### WHAT TO PRODUCE
Each record below must be returned exactly, with no line left out.

================

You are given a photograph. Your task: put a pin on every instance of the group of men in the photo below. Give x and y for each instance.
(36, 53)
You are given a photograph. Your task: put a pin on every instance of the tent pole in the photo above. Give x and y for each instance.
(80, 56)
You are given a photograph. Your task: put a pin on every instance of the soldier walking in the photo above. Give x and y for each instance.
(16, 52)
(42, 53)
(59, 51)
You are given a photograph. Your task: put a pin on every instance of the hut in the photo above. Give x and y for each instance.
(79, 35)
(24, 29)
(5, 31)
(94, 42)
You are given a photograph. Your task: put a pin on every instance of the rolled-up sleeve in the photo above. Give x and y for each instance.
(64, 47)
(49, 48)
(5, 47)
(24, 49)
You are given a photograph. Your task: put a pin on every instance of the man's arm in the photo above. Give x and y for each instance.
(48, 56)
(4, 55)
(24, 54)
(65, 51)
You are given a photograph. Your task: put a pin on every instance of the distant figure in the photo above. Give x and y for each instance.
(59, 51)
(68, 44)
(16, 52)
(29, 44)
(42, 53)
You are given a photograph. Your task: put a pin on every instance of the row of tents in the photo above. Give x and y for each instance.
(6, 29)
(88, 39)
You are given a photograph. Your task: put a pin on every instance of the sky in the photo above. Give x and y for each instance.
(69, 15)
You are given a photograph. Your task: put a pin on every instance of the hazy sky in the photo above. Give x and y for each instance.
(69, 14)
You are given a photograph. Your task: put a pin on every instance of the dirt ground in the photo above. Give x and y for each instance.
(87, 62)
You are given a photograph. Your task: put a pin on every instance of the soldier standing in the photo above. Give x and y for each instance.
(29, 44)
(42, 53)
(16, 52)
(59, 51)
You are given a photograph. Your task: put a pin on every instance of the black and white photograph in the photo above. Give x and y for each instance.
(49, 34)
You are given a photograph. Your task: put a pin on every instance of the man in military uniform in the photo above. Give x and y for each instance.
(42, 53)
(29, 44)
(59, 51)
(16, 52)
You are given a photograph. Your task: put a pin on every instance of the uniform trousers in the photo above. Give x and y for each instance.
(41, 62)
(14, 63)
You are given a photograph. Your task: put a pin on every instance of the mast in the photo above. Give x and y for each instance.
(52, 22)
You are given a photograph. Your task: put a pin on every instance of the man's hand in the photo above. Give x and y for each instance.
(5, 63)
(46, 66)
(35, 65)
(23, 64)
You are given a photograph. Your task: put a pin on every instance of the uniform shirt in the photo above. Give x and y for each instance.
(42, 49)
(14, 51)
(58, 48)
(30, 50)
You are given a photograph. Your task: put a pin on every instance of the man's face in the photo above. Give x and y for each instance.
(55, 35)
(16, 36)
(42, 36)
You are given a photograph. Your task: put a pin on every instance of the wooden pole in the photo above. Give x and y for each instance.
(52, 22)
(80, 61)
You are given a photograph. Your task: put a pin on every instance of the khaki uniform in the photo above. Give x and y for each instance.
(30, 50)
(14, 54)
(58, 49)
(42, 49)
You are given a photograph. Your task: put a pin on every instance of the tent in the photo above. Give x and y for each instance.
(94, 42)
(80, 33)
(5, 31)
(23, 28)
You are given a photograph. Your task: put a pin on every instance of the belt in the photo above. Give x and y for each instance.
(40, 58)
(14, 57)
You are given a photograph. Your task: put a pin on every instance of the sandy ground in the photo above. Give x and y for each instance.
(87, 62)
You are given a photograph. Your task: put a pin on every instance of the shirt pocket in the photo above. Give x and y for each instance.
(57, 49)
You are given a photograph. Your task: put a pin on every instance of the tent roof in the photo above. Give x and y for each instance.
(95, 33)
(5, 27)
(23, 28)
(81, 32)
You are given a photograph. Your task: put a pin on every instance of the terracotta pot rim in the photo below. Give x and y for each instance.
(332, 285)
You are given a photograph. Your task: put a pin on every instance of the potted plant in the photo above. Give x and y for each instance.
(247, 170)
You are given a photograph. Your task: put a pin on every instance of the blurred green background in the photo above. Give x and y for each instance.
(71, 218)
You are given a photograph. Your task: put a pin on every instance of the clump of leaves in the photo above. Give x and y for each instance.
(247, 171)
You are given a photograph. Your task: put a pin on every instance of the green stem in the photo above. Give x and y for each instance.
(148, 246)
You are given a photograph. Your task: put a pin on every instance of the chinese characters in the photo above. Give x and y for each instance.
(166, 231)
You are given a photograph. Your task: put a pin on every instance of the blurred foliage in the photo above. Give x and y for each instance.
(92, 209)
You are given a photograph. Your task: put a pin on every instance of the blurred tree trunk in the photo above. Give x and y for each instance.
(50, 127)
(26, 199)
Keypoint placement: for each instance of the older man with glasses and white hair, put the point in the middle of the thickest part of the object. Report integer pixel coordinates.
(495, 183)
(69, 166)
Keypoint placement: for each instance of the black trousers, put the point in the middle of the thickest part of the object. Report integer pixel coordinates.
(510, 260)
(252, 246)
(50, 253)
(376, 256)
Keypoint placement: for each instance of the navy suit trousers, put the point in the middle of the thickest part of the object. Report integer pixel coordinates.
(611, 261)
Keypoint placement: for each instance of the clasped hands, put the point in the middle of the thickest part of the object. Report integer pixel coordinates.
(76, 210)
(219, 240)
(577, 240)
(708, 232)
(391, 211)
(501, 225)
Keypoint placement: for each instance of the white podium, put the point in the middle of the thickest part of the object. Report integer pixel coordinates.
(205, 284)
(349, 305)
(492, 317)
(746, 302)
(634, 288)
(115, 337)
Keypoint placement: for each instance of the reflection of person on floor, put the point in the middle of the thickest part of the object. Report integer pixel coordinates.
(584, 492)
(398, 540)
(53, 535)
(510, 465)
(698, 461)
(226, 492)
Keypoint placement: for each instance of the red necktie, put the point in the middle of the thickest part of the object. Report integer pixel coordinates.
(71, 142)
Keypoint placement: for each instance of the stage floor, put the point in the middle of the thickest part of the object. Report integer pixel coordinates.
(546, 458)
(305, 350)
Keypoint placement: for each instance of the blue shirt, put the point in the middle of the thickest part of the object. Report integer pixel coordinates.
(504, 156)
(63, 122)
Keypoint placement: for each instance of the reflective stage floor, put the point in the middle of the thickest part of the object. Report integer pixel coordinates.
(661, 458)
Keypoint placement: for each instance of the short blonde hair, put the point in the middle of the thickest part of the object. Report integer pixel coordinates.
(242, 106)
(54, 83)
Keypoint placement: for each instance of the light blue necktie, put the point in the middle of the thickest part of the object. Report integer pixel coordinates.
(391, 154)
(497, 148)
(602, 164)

================

### TASK OUTPUT
You are given a photograph. Your task: put a pin on every instance of the group of men in the photo below. Give x and y for each instance.
(36, 53)
You are given a photograph. Your task: put a pin on every instance of the tent pole in the photo above. Give x and y for each instance.
(80, 56)
You are given a photograph. Your task: put a pin on every instance of the soldier walking in the photo above. Give x and y for each instance.
(16, 52)
(42, 53)
(59, 51)
You are given a photograph. Your task: put a pin on every instance of the hut in the photo above. Give x and y for each instance.
(79, 35)
(24, 29)
(5, 31)
(94, 42)
You are given a photograph. Your task: put a pin on every instance of the rolled-up sleeve in the photo above. Give x and y for each instance.
(64, 47)
(49, 48)
(5, 47)
(24, 49)
You are given a photograph. Your task: put a pin on every instance of the man's arm in the photo above. Give x and y for each instance.
(48, 56)
(4, 55)
(24, 54)
(65, 51)
You are given a photograph. Your task: put a pin on every instance of the distant figure in the photo above. Give x and y for each instance.
(59, 51)
(68, 44)
(16, 52)
(29, 44)
(42, 53)
You are given a photograph. Your task: put a pin on every instance of the row of tents in the photo above. Give x and y for each instance.
(6, 29)
(88, 39)
You are given a photograph. Your task: put a pin on every instance of the sky in the photo above. Give x and y for each instance.
(69, 15)
You are given a photograph. Your task: put a pin on every instance of the hazy sky in the photo above. Give x and y for each instance.
(69, 14)
You are given a photograph. Your task: put a pin on every instance of the dirt ground in the photo above. Give x and y for each instance.
(87, 62)
You are given a photograph. Your task: put a pin on every instance of the soldier standing in the photo above. Give x and y for each instance.
(29, 44)
(42, 53)
(16, 52)
(59, 51)
You are given a photograph. Your task: put a pin on every instance of the black and white photograph in the photo above. Give x and y for each instance.
(49, 34)
You are given a photograph. Your task: put a pin on every instance of the man in military uniform in the photo above. Give x and y for each instance.
(42, 53)
(29, 44)
(59, 51)
(16, 52)
You are given a photograph. Your task: put a pin on every instance of the uniform trousers in the photo above. Give x and y for each instance.
(41, 62)
(14, 63)
You are given a photograph. Your task: put a pin on every instance of the mast in the photo above. Give x and y for each instance.
(52, 22)
You are given a photograph. Your task: put a pin on every instance of the man's hand in the photo above. Give x and y for each instance.
(5, 63)
(46, 66)
(35, 65)
(23, 64)
You are given a photograph. Your task: put a pin on every instance of the uniform shirt in the photo above. Give x and y for each instance.
(42, 49)
(14, 51)
(58, 48)
(30, 50)
You are given a photograph. Your task: put a pin on every instance of the man's face in the photo above. Give x and y for each instance.
(55, 35)
(16, 36)
(42, 36)
You are given a photograph. Your task: put a pin on every instance of the wooden pole in the photo above. Give x and y for each instance.
(52, 22)
(80, 61)
You are given a photograph. Your task: put a pin on every instance of the khaki uniform in the photo above. Give x and y for each instance.
(30, 50)
(14, 54)
(58, 49)
(42, 49)
You are given a photograph. Your task: put a pin on every instance of the tent in the photo above. Give x and y for each instance.
(94, 42)
(80, 33)
(5, 31)
(23, 28)
You are given a photograph. Your task: put a pin on every instance of the belt in the photo above. Give x and y for each instance.
(40, 58)
(14, 57)
You are given a photograph. Your task: put a pin on every instance of the sandy ground in the photo above. Give x and y for each instance.
(87, 62)
You are given a photograph. Your task: put a pin on every instance of the shirt pocket in the photo above. Give x and y for each instance.
(57, 49)
You are given a photograph. Your task: put a pin on every instance of the tent roof in the photo above. Give x and y for each instance.
(95, 33)
(5, 27)
(23, 28)
(81, 32)
You are given a photograph. Your task: put a pin on every instance of the terracotta pot rim in the photo below. Give x and y for each instance.
(332, 285)
You are given a photograph. Your task: put a pin on every instance of the potted plant in the photo above. Give x and y for each instance.
(247, 170)
You are given a photograph. Your task: put a pin on every instance of the blurred green background in the photo above. Give x and y for each instance.
(71, 218)
You are given a photograph. Your task: put a pin on every instance of the clump of leaves in the photo above. Give x and y for each instance.
(247, 171)
You are given a photograph. Your task: put a pin on every instance of the green stem in the photo above. Give x and y for each instance.
(148, 246)
You are given a photograph. Your task: put a pin on every instance of the chinese characters in the photo above. Give x and y for each instance.
(166, 231)
You are given a photograph. Your task: put a pin on every instance of the blurred foliage in the photo above. Give x and y for each instance.
(92, 209)
You are given a photograph. Your task: put a pin on every instance of the blurred tree trunk in the photo above. Give x and y for each instance.
(50, 127)
(26, 199)
Keypoint placement: for each instance of the older man with glasses and white hair, put the point in the middle of the thickest part of the object. Report integer pixel coordinates.
(495, 183)
(69, 166)
Keypoint placement: for each instance of the black trousers, put the point in the middle of the thickest part of the object. Report integer pixel coordinates.
(510, 260)
(252, 246)
(50, 253)
(376, 256)
Keypoint placement: for each instance of the navy suit trousers, put the point in the middle of the thickest part of the object. Report integer pixel coordinates.
(611, 261)
Keypoint placement: for each instance of the clasped hands, put the point in the middle of the thickest part of the object. Report integer pixel coordinates.
(76, 210)
(219, 240)
(577, 240)
(708, 232)
(391, 211)
(501, 225)
Keypoint placement: for each instance of the white podium, put the point in the middle of the thickest part of the object. Report integer pixel coordinates.
(205, 284)
(349, 305)
(492, 317)
(746, 302)
(634, 288)
(115, 337)
Keypoint placement: for each instance of the reflection of person on floor, put the point in the middle of the thickest part of the object. Report integer pixel coordinates.
(584, 492)
(398, 540)
(53, 535)
(510, 465)
(698, 461)
(226, 492)
Keypoint placement: for each instance of the red necktie, put the point in the middle of the thickest part of the object. Report integer pixel coordinates.
(71, 142)
Keypoint placement: for each instance of the stage floor, put the point in the middle of the thickest part of the object. Report integer pixel coordinates.
(546, 458)
(305, 350)
Keypoint placement: for each instance of the blue shirt, put the point in the middle of the thickest part of the object. Report integer pixel coordinates.
(504, 156)
(63, 122)
Keypoint placement: for each instance of the reflective stage floor, put the point in the middle of the thickest part of the object. Report integer pixel coordinates.
(661, 458)
Keypoint placement: for each instance of the short blonde hair, put the point in the middle of the thickest part of the object. Report integer pixel coordinates.
(242, 106)
(54, 83)
Keypoint placement: for each instance of the light blue necktie, put the point in the middle of the thickest part of the object. Report integer pixel coordinates.
(391, 154)
(497, 148)
(602, 164)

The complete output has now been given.